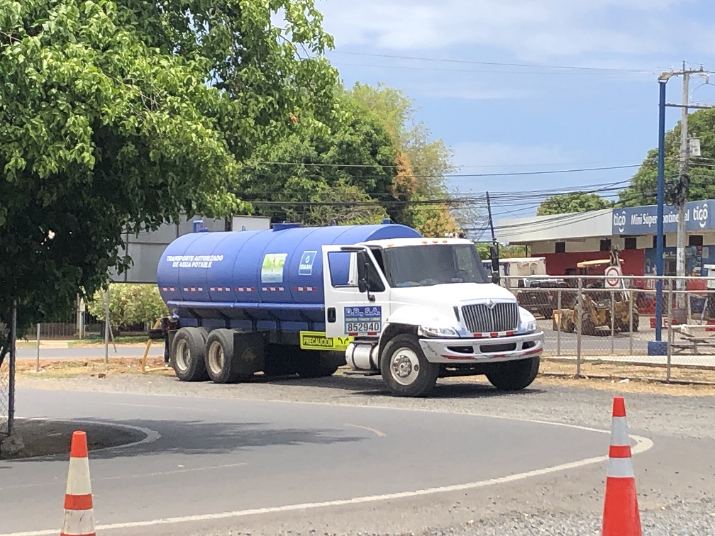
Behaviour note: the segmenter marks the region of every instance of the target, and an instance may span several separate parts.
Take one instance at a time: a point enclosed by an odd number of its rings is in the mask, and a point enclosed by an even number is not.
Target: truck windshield
[[[393,288],[448,283],[489,283],[474,246],[404,246],[383,250],[388,282]]]

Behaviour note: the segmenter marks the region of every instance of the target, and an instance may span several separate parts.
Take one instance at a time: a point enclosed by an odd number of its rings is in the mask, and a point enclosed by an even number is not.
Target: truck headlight
[[[453,327],[438,327],[436,326],[420,326],[417,334],[420,337],[459,337],[459,333]]]

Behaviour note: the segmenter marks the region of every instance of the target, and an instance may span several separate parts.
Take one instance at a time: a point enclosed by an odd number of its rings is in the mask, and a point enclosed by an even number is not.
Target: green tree
[[[311,204],[330,202],[325,192],[331,189],[341,196],[335,202],[364,202],[366,195],[378,202],[387,199],[385,192],[396,173],[389,134],[376,118],[342,92],[334,99],[330,114],[296,117],[288,136],[261,146],[246,162],[240,189],[260,214],[278,220],[300,219]],[[338,220],[343,222],[342,217]],[[317,220],[311,217],[299,221]]]
[[[424,204],[449,197],[445,176],[455,169],[451,150],[430,139],[429,128],[415,119],[413,101],[399,89],[356,83],[348,94],[380,118],[398,151],[403,173],[391,190],[398,220],[431,236],[453,232],[459,225],[448,205]]]
[[[678,180],[680,162],[680,124],[666,133],[665,179],[672,184]],[[701,157],[689,160],[690,189],[688,201],[715,197],[715,109],[698,110],[688,116],[688,133],[700,139]],[[648,152],[646,159],[631,179],[628,187],[618,195],[619,207],[655,204],[658,186],[658,149]]]
[[[87,302],[87,311],[95,318],[104,317],[105,296],[104,292],[97,291]],[[115,330],[137,324],[151,324],[168,314],[154,284],[109,285],[109,322]]]
[[[537,216],[587,212],[589,210],[609,209],[613,203],[597,194],[574,192],[555,195],[545,199],[536,209]]]
[[[320,23],[310,0],[1,1],[0,324],[92,295],[124,228],[249,210],[240,162],[332,105]]]

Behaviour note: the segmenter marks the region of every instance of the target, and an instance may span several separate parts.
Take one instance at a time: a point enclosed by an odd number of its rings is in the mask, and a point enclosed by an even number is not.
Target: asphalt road
[[[573,333],[561,333],[561,343],[556,332],[551,328],[544,329],[544,345],[549,357],[556,357],[557,348],[561,348],[561,356],[573,359],[576,355],[577,336]],[[644,334],[638,334],[642,337]],[[666,334],[664,332],[664,335]],[[628,353],[630,343],[628,334],[618,334],[613,338],[611,344],[610,337],[594,337],[584,335],[581,339],[581,352],[584,357],[594,356],[603,360],[623,361],[624,356]],[[648,349],[648,342],[634,339],[633,342],[633,352],[636,355],[629,356],[628,360],[632,362],[656,363],[665,364],[666,356],[645,355]],[[702,352],[702,350],[701,350]],[[712,353],[715,353],[713,350]],[[109,347],[109,357],[136,357],[139,358],[144,354],[144,347],[139,346],[123,346],[118,344],[117,352],[114,347]],[[164,347],[162,344],[153,344],[149,349],[150,357],[162,357]],[[18,359],[34,359],[37,357],[37,350],[34,348],[19,348]],[[41,348],[40,359],[104,359],[104,347],[74,347],[74,348]],[[715,366],[715,355],[674,355],[671,357],[674,364],[687,365],[709,365]]]
[[[567,476],[608,445],[607,434],[578,427],[417,410],[26,389],[17,400],[22,417],[154,431],[155,440],[90,453],[102,534],[114,533],[107,525],[118,534],[187,534],[229,526],[252,509],[291,514],[295,505],[310,510],[470,482],[513,485],[530,473]],[[61,457],[0,464],[0,530],[54,534],[66,471]]]

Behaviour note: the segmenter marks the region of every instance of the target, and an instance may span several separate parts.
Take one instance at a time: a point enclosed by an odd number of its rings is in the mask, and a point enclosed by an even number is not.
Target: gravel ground
[[[634,460],[644,534],[715,536],[715,389],[637,382],[578,382],[539,378],[516,394],[497,393],[483,379],[440,380],[428,399],[389,396],[379,377],[335,376],[285,379],[239,385],[187,384],[162,374],[109,374],[107,377],[23,377],[21,387],[135,392],[186,397],[278,399],[529,418],[608,429],[614,394],[624,392],[631,433],[655,446]],[[678,395],[674,395],[672,393]],[[605,453],[604,453],[605,454]],[[375,507],[382,516],[355,511],[315,512],[293,522],[262,521],[204,535],[598,535],[603,505],[601,466],[530,479],[518,485],[475,490],[458,497]],[[495,495],[498,494],[498,495]],[[372,510],[373,507],[370,507]],[[388,512],[392,517],[386,521]],[[321,517],[322,516],[322,517]],[[397,518],[397,521],[394,518]],[[383,519],[384,518],[384,519]],[[364,522],[363,522],[364,520]],[[431,528],[425,528],[431,527]],[[250,530],[249,530],[250,529]],[[405,532],[405,530],[410,532]],[[174,532],[176,533],[176,532]]]

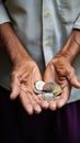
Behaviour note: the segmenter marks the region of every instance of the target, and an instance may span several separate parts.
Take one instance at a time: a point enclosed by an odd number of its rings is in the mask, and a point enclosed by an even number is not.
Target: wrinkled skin
[[[53,81],[60,85],[61,96],[55,97],[49,102],[49,109],[56,110],[65,106],[70,97],[71,86],[80,88],[75,68],[71,66],[66,55],[58,53],[47,65],[44,73],[44,81]]]
[[[48,108],[48,102],[42,99],[42,95],[34,94],[34,82],[42,80],[36,63],[32,59],[22,58],[18,62],[11,74],[11,99],[18,96],[28,114],[39,113],[42,108]]]

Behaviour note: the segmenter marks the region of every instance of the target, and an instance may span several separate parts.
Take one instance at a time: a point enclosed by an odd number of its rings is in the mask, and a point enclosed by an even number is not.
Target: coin
[[[43,92],[42,98],[49,101],[53,100],[54,95],[53,92]]]
[[[37,90],[36,88],[34,88],[34,92],[35,92],[36,95],[38,95],[38,94],[42,94],[42,90]]]
[[[54,89],[54,82],[46,82],[44,86],[43,86],[43,90],[46,91],[46,92],[52,92]]]
[[[61,87],[58,84],[54,85],[53,94],[54,96],[59,96],[61,94]]]
[[[43,86],[45,85],[45,82],[43,80],[38,80],[34,85],[37,90],[43,90]]]

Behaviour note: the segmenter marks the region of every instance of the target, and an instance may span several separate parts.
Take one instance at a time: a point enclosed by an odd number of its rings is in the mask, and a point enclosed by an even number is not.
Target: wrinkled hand
[[[39,113],[42,108],[47,108],[47,101],[37,97],[34,91],[34,82],[41,80],[41,73],[36,63],[32,59],[22,59],[13,67],[11,74],[11,99],[15,99],[18,96],[28,114],[34,111]]]
[[[49,102],[49,109],[52,110],[61,108],[67,103],[70,97],[71,86],[80,88],[75,68],[70,65],[68,58],[60,54],[55,56],[47,65],[44,81],[57,82],[62,89],[61,96],[55,97]]]

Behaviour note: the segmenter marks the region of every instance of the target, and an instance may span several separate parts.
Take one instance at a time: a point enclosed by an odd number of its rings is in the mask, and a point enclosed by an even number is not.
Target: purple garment
[[[80,143],[80,101],[28,116],[0,87],[0,143]]]

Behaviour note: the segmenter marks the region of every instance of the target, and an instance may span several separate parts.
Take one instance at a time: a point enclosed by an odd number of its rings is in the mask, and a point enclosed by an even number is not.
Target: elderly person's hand
[[[48,108],[48,102],[41,95],[34,94],[35,81],[42,79],[38,66],[25,51],[10,23],[0,25],[0,37],[13,67],[10,98],[19,97],[28,114],[39,113],[42,108]]]
[[[18,96],[27,111],[39,113],[42,108],[47,108],[47,101],[42,99],[42,96],[34,94],[34,82],[42,80],[42,76],[36,63],[32,59],[22,58],[18,62],[11,74],[11,99],[15,99]]]
[[[71,66],[80,52],[80,32],[73,31],[64,48],[48,63],[44,81],[57,82],[61,87],[61,95],[49,101],[49,109],[56,110],[65,106],[70,97],[71,86],[80,88],[75,68]]]

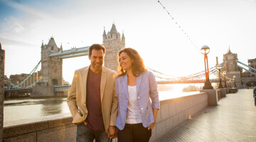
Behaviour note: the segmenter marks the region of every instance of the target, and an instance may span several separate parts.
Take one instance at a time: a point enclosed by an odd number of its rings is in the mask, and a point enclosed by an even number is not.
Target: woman
[[[146,142],[151,136],[159,109],[157,84],[138,52],[124,48],[118,53],[115,78],[118,96],[118,142]],[[150,102],[150,99],[151,102]]]

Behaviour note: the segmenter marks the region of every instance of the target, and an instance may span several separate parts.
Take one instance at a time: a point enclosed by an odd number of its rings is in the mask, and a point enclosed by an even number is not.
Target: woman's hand
[[[150,129],[153,129],[154,126],[154,124],[156,124],[156,121],[151,123],[149,126],[148,126],[148,129],[150,130]]]

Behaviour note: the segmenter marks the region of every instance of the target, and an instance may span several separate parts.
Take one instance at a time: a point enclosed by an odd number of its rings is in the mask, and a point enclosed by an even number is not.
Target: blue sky
[[[256,58],[256,0],[160,1],[175,21],[155,0],[0,0],[5,73],[30,72],[41,60],[42,40],[47,44],[51,36],[64,50],[102,43],[103,27],[107,32],[113,23],[146,65],[174,76],[204,70],[187,35],[198,48],[210,47],[210,67],[215,57],[222,62],[229,46],[242,62]],[[64,60],[64,79],[70,82],[75,70],[89,64],[87,57]]]

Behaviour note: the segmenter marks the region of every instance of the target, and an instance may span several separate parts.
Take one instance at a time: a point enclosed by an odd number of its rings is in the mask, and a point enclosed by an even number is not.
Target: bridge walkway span
[[[256,141],[255,118],[252,89],[239,89],[156,141]]]

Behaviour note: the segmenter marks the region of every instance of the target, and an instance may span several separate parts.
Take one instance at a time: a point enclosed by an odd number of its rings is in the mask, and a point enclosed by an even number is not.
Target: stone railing
[[[208,106],[207,93],[163,100],[150,141],[155,141]]]
[[[206,93],[173,98],[160,102],[160,111],[150,141],[190,119],[208,106]],[[6,123],[4,128],[4,141],[75,141],[76,126],[70,114],[63,114],[36,119]],[[114,139],[113,141],[117,141]]]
========================================
# [OBJECTIVE]
Copy out the items above word for word, starting at their beginning and ending at the line that contains "Target: truck windshield", with both ends included. Leave the pictures out of your copy.

# [EXPECTED ANSWER]
Behaviour note: the segmenter marks the region of every instance of the target, and an instance may span several separate parts.
Take one instance at a time: a point enclosed by an odd number of its rings is in the mask, and a point enclosed by an even number is not.
Target: truck windshield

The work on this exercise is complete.